DIRECTION> Starting with the line that contains "of the golden", reproduce each line through the end of the listing below, with no other output.

WORKING DATA>

◇ ◇ ◇ ◇ ◇

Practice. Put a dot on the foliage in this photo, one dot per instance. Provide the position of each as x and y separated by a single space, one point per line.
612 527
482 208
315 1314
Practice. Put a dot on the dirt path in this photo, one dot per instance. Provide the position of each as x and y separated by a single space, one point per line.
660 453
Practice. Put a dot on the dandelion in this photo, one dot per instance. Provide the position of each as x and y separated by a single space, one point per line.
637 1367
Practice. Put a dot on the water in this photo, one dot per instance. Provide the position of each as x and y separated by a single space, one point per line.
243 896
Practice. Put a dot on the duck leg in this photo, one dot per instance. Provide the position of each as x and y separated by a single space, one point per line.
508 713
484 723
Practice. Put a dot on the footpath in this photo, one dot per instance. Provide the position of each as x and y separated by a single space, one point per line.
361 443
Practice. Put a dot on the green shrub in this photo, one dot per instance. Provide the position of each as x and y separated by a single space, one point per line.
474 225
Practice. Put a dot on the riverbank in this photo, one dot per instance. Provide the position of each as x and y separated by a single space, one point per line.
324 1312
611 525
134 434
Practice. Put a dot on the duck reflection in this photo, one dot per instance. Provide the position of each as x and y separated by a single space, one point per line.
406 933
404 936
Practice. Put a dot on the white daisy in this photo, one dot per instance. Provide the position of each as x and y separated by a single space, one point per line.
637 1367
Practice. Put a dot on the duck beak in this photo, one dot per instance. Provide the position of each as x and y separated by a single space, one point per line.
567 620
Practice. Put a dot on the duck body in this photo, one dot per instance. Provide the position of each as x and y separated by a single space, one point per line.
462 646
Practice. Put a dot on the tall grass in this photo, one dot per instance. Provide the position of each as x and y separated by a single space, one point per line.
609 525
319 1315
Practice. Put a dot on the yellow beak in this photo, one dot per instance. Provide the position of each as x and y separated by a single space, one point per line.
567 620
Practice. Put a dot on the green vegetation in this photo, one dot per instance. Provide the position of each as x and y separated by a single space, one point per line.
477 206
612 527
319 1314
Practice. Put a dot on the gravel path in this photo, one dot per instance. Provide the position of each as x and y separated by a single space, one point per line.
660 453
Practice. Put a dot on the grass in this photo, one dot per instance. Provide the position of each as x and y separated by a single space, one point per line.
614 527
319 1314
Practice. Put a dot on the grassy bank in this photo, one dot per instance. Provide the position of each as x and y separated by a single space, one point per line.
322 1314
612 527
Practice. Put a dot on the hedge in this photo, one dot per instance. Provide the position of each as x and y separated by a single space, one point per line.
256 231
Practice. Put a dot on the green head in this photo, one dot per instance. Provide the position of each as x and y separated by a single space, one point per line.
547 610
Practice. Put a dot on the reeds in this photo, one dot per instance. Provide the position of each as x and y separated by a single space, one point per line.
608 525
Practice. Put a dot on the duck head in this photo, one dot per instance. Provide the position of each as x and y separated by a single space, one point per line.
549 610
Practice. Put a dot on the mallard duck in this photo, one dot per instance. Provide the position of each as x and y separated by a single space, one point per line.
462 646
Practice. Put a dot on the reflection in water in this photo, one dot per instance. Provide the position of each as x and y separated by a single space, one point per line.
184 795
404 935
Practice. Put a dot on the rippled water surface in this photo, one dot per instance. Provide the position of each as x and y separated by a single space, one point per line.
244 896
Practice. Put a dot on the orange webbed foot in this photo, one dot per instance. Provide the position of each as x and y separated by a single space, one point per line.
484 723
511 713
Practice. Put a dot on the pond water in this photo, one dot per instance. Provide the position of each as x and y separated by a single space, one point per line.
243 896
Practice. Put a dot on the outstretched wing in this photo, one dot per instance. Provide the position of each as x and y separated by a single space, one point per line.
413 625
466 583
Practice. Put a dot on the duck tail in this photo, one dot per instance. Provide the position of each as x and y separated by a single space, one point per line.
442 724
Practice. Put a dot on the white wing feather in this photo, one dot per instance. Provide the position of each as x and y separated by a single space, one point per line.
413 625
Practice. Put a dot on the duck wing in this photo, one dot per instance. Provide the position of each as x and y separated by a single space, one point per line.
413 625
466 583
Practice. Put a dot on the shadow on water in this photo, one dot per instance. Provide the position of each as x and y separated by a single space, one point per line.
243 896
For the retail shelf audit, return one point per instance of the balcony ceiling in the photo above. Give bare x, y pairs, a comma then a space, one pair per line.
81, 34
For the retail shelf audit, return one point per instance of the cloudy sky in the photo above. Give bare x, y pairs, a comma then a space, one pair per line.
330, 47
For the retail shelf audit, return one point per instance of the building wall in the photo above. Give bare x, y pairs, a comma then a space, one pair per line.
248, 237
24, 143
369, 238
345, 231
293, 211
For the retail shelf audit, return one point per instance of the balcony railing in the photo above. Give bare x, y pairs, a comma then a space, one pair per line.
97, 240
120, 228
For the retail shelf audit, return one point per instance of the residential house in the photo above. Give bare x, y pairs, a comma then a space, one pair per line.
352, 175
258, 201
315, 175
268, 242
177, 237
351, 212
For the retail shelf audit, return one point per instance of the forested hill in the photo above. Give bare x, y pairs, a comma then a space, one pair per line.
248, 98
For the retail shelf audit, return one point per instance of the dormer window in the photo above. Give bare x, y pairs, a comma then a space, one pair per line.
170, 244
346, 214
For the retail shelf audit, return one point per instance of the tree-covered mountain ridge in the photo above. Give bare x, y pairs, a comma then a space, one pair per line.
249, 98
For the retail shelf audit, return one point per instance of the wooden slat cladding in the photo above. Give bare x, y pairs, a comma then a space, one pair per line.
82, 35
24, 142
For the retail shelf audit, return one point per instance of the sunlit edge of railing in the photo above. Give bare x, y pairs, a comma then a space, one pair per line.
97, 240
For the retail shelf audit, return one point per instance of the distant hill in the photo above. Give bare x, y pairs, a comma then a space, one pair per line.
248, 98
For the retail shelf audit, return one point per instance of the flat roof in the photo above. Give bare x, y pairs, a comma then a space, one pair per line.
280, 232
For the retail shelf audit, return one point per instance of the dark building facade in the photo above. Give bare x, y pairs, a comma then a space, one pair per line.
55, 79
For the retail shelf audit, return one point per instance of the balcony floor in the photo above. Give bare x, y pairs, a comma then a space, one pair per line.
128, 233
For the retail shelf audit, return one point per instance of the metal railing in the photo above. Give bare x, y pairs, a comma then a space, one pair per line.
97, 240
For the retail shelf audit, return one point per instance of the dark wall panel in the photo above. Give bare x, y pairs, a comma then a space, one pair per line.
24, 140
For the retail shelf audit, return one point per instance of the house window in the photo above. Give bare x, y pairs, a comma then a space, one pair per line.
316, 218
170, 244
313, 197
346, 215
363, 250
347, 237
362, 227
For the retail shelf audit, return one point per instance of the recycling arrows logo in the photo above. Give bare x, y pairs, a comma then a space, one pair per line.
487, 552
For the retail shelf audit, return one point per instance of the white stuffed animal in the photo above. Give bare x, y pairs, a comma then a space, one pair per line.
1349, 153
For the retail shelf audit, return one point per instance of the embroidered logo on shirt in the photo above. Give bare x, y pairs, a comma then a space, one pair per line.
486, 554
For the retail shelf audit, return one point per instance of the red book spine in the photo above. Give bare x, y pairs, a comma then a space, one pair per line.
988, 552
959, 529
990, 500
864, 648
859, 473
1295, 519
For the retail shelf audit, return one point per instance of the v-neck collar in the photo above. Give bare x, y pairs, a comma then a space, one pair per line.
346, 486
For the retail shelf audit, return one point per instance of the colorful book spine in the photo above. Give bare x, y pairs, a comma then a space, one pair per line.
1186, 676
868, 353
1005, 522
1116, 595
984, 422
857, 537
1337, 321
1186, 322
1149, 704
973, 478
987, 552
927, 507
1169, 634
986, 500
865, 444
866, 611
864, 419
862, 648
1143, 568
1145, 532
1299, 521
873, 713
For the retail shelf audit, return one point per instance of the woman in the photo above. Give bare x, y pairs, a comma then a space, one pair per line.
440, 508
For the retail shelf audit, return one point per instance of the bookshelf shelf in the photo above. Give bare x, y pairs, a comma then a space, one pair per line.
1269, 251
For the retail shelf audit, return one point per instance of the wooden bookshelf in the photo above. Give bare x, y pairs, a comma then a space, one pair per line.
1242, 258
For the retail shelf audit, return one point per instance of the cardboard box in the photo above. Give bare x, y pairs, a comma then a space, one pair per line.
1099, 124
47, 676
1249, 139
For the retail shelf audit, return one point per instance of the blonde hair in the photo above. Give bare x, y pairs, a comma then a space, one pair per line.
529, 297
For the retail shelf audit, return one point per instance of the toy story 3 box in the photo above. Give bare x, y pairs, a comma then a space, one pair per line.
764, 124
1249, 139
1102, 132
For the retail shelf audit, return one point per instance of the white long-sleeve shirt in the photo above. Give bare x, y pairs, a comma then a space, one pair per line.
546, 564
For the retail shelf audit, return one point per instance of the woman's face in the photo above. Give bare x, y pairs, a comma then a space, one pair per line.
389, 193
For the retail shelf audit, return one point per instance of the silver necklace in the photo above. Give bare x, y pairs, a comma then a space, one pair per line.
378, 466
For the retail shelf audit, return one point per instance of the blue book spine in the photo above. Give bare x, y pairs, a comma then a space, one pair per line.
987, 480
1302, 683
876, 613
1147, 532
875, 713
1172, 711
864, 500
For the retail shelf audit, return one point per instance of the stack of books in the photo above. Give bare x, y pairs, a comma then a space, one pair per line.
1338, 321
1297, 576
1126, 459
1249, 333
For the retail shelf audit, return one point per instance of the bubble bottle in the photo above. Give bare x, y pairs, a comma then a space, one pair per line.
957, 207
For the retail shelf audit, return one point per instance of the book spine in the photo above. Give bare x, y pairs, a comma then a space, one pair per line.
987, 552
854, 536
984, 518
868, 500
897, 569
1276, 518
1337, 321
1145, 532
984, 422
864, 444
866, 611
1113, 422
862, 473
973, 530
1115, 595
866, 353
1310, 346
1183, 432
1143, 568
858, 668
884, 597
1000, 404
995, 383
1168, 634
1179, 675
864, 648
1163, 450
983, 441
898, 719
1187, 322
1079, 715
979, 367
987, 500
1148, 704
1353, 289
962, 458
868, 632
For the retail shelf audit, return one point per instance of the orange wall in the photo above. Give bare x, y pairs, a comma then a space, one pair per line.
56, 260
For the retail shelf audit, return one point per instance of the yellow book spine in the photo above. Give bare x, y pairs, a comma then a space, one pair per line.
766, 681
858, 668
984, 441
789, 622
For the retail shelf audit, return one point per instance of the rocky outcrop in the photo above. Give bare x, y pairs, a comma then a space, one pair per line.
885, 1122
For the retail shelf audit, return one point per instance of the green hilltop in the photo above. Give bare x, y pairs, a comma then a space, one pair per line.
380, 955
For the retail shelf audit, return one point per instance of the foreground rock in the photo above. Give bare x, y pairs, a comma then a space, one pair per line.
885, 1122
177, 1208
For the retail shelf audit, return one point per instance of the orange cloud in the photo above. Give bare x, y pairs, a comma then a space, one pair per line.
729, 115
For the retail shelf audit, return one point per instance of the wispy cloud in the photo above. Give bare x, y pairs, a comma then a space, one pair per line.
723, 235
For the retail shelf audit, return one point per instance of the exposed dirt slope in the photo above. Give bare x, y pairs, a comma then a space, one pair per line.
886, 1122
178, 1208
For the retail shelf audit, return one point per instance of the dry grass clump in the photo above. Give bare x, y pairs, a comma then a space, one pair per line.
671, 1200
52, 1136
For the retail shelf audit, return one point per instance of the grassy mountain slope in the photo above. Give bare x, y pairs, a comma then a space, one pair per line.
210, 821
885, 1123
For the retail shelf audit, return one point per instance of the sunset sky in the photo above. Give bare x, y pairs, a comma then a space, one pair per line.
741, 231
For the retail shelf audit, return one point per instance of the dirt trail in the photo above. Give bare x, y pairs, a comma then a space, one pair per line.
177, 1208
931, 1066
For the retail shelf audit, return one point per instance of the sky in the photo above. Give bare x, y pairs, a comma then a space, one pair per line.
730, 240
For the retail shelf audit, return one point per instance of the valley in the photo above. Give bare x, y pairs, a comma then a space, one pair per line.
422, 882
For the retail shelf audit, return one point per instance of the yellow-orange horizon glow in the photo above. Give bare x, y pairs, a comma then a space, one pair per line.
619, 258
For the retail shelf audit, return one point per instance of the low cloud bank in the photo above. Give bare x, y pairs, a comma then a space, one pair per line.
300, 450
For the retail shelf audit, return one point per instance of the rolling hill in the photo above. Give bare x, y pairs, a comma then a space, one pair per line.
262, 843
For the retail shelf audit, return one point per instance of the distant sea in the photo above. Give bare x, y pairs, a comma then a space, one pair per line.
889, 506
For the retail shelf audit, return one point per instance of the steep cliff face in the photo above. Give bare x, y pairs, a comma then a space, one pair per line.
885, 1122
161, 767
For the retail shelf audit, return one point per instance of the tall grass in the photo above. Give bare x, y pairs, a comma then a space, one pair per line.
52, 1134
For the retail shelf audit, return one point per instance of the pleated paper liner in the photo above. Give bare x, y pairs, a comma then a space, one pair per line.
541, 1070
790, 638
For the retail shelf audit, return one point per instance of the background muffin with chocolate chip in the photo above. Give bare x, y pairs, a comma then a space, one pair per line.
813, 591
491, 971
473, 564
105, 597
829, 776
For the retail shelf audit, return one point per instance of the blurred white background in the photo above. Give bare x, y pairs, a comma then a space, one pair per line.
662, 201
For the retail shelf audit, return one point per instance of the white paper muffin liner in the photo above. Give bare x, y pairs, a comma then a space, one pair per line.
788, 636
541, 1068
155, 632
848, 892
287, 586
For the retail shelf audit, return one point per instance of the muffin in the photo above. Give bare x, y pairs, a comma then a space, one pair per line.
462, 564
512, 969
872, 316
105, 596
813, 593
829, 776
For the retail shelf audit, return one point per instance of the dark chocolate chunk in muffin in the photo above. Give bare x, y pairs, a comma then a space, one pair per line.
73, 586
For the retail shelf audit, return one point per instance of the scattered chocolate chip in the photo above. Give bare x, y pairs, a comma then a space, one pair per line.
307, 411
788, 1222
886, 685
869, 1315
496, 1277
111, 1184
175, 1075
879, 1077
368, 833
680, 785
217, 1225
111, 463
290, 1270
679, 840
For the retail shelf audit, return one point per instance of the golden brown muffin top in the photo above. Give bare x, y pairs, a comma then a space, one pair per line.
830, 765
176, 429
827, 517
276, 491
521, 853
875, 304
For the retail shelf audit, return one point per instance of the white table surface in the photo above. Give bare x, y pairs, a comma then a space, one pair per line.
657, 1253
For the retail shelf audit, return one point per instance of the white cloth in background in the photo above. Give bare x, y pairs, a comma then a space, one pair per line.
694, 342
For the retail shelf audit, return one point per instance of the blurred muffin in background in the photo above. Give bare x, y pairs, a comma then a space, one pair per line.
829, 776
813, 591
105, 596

◇ ◇ ◇ ◇ ◇

FULL SOLUTION>
For the retail shelf audit, return one point per instance of the golden brown muffin top in the photo above. Give bare x, y pairs, a comma then a space, one pair per line.
830, 765
176, 429
827, 517
276, 491
521, 853
875, 304
For the retail shelf audit, return one point per instance of the white table surface in the photo above. Give bare x, y pairs, a comma then a space, one pair per line.
657, 1253
For the retail shelf audit, return one point per instance of the white cloth in background in the photo above. Give bare x, y pairs, a comma then a space, one pair per line.
694, 342
For the retail shelf audit, return one point per instance of the blurred muffin in background in the photo above. Give bare x, y pairs, a comma then a space, one pair per line.
829, 776
813, 591
105, 596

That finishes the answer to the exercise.